Improving Paralytic Shellfish Poisoning Response in Alaska
Harmful algal blooms, particularly those that cause paralytic shellfish poisoning, pose a threat to human health, food security, and the economy of local communities in Alaska. There is a need for greater understanding of these blooms by community members and for the development of an effective and integrated monitoring system. To meet these needs, NCCOS scientists collaborated with the Kachemak Bay National Estuarine Research Reserve (KBNERR) and the Alaska Ocean Observing System to sponsor the Kachemak Bay Phytoplankton and Harmful Algal Bloom Conference held on February 19–20, 2014 in Homer, Alaska.
The two-day meeting allowed for focused talks and group discussions to develop specific actions to improve future harmful algal bloom monitoring and response efforts. At the request of the KBNERR and other local stakeholders, NCCOS scientists provided: (1) an overview of the plankton community dynamics that may influence coastal food webs in Alaska and the intensity of harmful algal blooms; (2) an overview of the molecular methods being used to identify the environmental factors that foster blooms of the toxic microalgae that causes paralytic shellfish poisoning; and (3) results of intensive plankton and oceanographic monitoring conducted in Kachemak Bay over the past two years.
Group discussions led to the identification of short- and long-term goals, including: (1) developing an improved centralized database for phytoplankton monitoring data; (2) developing an improved plankton identification manual; (3) improving information sharing among researchers, resource managers, and public health officials; and (4) improving event response capabilities and coordination with the Alaska Department of Health and Social Services.
Stakeholders participating in the conference included the Alaska Department of Environmental Conservation, the Alaska Department of Fish and Game, Alaska Sea Grant, oyster farmers, tribal environmental coordinators, local village representatives, volunteer citizen monitors, industrial partners, federal agencies, and local colleges and collaborating universities. A local high school team competing in the Alaska regional competition of the National Ocean Science Bowl (Tsunami Bowl) also made a presentation on harmful algal blooms at the meeting.

---+---

■ Tasks to complete ■
A. Reproduce word for word everything in the article on paralytic shellfish poisoning in Alaska from "Improving Paralytic Shellfish" down to "in Homer, Alaska.".
B. According to the article on paralytic shellfish poisoning in Alaska, when and where was the Kachemak Bay Phytoplankton and Harmful Algal Bloom Conference held?
The records after this point are separate from the article on paralytic shellfish poisoning in Alaska.

■ Extracted information ■
---+---

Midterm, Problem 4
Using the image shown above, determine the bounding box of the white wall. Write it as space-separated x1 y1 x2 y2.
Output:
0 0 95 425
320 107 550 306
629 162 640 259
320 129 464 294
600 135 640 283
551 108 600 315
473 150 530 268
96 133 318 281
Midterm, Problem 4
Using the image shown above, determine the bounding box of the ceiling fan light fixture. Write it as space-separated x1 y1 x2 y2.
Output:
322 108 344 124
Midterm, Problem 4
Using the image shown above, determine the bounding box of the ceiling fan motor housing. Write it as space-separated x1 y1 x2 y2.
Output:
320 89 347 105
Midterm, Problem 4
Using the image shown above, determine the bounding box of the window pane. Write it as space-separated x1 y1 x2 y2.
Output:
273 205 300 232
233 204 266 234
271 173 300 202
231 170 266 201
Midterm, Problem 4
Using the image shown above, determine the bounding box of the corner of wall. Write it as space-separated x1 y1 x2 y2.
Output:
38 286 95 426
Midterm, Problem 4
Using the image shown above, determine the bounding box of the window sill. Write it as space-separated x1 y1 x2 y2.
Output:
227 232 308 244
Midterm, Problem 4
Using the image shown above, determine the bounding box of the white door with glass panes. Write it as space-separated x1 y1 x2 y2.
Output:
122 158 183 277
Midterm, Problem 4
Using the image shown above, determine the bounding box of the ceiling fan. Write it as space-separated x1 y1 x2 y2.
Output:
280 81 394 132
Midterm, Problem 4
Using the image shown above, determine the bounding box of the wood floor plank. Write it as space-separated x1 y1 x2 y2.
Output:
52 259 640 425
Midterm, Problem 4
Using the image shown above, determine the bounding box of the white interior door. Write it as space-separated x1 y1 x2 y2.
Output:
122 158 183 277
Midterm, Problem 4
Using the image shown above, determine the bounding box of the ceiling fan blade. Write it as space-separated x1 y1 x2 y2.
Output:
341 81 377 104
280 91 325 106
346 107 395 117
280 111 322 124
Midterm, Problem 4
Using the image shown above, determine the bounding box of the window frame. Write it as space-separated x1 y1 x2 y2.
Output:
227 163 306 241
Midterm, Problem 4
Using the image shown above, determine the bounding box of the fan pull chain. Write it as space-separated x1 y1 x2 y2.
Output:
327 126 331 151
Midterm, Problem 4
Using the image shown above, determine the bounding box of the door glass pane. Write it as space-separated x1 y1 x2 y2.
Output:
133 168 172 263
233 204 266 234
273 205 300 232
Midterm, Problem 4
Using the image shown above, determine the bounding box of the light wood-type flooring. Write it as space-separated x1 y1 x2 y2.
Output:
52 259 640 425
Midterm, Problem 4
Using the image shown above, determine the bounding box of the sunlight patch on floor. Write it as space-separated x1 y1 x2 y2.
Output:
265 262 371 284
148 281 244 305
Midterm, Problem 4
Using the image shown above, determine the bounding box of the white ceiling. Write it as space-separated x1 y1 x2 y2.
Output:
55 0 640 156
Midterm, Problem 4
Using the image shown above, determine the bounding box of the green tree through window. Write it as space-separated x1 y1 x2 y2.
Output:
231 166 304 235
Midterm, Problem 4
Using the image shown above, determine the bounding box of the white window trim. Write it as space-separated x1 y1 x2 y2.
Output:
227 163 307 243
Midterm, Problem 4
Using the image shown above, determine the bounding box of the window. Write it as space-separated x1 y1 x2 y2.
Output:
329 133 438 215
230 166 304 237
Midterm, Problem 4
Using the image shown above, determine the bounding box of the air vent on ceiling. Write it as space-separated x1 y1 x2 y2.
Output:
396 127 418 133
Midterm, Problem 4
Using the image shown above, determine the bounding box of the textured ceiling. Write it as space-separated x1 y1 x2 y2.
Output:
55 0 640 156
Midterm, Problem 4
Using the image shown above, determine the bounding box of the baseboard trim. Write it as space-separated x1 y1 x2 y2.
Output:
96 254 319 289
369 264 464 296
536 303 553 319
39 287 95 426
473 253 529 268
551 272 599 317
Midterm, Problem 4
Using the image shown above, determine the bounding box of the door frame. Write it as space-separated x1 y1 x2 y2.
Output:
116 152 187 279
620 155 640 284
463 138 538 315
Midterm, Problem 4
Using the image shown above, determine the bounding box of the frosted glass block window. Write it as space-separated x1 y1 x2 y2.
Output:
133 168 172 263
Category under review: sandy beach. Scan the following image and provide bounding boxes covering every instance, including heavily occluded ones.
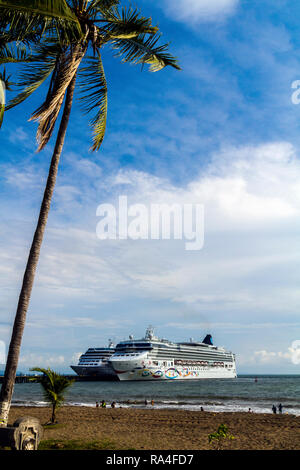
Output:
[9,406,300,450]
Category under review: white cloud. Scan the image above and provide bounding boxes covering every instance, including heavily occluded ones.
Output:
[0,142,300,367]
[163,0,239,23]
[19,353,65,368]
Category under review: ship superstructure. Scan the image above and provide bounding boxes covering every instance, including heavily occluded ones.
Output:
[70,340,118,380]
[109,326,236,380]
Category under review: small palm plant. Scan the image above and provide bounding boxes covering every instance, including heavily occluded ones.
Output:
[30,367,74,424]
[208,424,234,450]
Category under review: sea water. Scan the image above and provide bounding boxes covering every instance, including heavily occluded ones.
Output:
[12,375,300,415]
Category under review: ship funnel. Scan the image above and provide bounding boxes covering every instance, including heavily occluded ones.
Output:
[202,335,213,346]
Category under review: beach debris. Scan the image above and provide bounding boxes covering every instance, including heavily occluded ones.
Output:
[0,416,43,450]
[208,424,235,450]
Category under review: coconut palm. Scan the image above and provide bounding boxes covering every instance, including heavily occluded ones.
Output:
[30,367,74,424]
[0,0,82,127]
[0,0,179,426]
[0,0,81,40]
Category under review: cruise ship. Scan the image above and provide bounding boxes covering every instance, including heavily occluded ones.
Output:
[109,326,236,380]
[70,340,118,380]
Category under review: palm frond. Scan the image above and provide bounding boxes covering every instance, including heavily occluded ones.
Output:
[87,0,120,14]
[78,54,107,151]
[111,33,181,72]
[0,0,82,41]
[4,43,62,109]
[0,43,31,65]
[30,43,87,151]
[29,367,74,406]
[0,76,5,127]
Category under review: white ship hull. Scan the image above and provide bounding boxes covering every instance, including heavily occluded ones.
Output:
[109,327,236,381]
[70,364,118,380]
[113,362,237,381]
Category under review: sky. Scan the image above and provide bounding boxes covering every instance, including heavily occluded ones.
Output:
[0,0,300,374]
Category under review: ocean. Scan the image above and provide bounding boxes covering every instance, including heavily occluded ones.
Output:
[12,375,300,415]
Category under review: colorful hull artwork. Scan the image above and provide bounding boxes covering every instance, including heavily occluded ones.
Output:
[117,367,236,380]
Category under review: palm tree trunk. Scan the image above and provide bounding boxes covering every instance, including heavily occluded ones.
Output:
[51,403,56,424]
[0,74,76,427]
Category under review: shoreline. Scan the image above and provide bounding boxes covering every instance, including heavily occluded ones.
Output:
[9,405,300,450]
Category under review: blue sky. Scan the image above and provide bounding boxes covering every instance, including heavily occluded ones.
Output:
[0,0,300,373]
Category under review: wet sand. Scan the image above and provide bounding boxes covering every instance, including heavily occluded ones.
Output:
[9,406,300,450]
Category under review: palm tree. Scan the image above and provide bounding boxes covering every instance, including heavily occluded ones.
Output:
[0,0,82,127]
[0,0,180,426]
[0,0,81,40]
[30,367,74,424]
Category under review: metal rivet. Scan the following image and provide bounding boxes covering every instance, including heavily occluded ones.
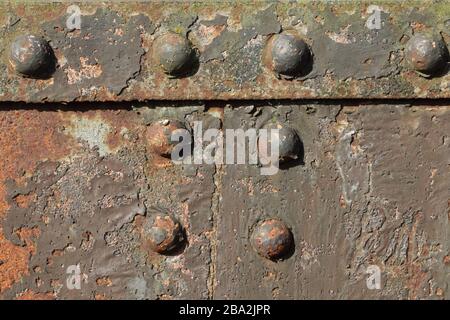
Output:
[10,35,56,78]
[251,219,294,260]
[263,32,312,77]
[143,213,184,254]
[153,32,196,77]
[146,119,186,157]
[406,35,448,76]
[258,122,303,163]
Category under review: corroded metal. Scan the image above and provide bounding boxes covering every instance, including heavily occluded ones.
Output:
[406,35,450,76]
[258,121,303,163]
[146,119,186,158]
[251,219,294,260]
[0,1,450,299]
[263,32,312,77]
[10,35,56,78]
[152,32,196,77]
[143,208,183,254]
[0,1,450,102]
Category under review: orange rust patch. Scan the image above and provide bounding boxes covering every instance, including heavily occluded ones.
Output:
[95,277,112,287]
[0,110,71,292]
[14,193,36,208]
[443,256,450,265]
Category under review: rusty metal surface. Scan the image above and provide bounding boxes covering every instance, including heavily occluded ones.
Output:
[0,102,450,299]
[215,104,450,299]
[0,0,450,299]
[0,0,450,102]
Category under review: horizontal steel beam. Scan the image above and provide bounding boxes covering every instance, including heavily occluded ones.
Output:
[0,1,450,102]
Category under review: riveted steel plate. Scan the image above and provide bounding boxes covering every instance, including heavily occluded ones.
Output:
[0,1,450,102]
[0,102,450,299]
[215,103,450,299]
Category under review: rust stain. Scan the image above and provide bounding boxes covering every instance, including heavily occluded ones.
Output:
[17,289,55,300]
[0,110,71,297]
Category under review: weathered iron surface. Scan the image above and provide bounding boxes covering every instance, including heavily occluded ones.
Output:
[214,102,450,299]
[0,105,215,299]
[0,1,450,102]
[0,101,450,299]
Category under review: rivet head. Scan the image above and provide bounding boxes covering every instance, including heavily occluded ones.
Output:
[153,32,196,77]
[10,35,56,78]
[405,34,448,76]
[146,119,186,158]
[251,219,294,260]
[263,32,312,77]
[143,213,184,254]
[258,122,303,163]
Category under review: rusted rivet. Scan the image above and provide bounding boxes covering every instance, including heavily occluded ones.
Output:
[10,35,56,78]
[153,32,196,77]
[263,32,312,77]
[406,34,448,76]
[251,219,294,260]
[258,122,303,163]
[146,119,186,158]
[143,213,184,254]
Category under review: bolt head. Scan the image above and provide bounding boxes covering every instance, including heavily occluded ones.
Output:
[251,219,294,260]
[406,35,448,75]
[9,35,56,78]
[146,119,186,158]
[153,32,195,77]
[258,122,303,163]
[264,32,312,77]
[143,213,183,254]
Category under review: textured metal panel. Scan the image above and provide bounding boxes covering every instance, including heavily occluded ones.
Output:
[0,103,450,299]
[0,1,450,299]
[215,104,450,299]
[0,1,450,102]
[0,105,214,299]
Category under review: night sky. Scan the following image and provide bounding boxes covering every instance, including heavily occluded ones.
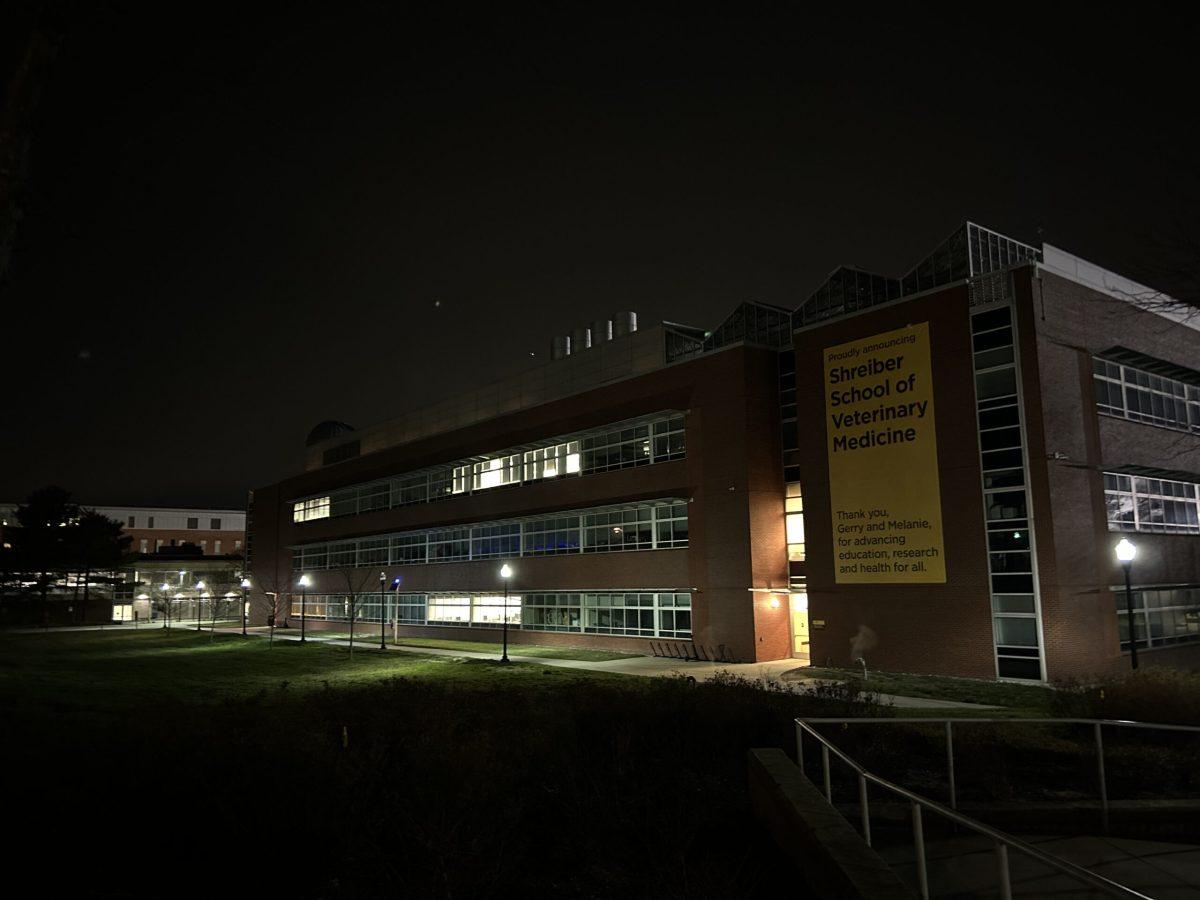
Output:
[0,2,1196,506]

---+---

■ Solution list ■
A.
Improving Paralytic Shellfish Poisoning Response in Alaska
Harmful algal blooms, particularly those that cause paralytic shellfish poisoning, pose a threat to human health, food security, and the economy of local communities in Alaska. There is a need for greater understanding of these blooms by community members and for the development of an effective and integrated monitoring system. To meet these needs, NCCOS scientists collaborated with the Kachemak Bay National Estuarine Research Reserve (KBNERR) and the Alaska Ocean Observing System to sponsor the Kachemak Bay Phytoplankton and Harmful Algal Bloom Conference held on February 19–20, 2014 in Homer, Alaska.

B. It was held on February 19–20, 2014, in Homer, Alaska.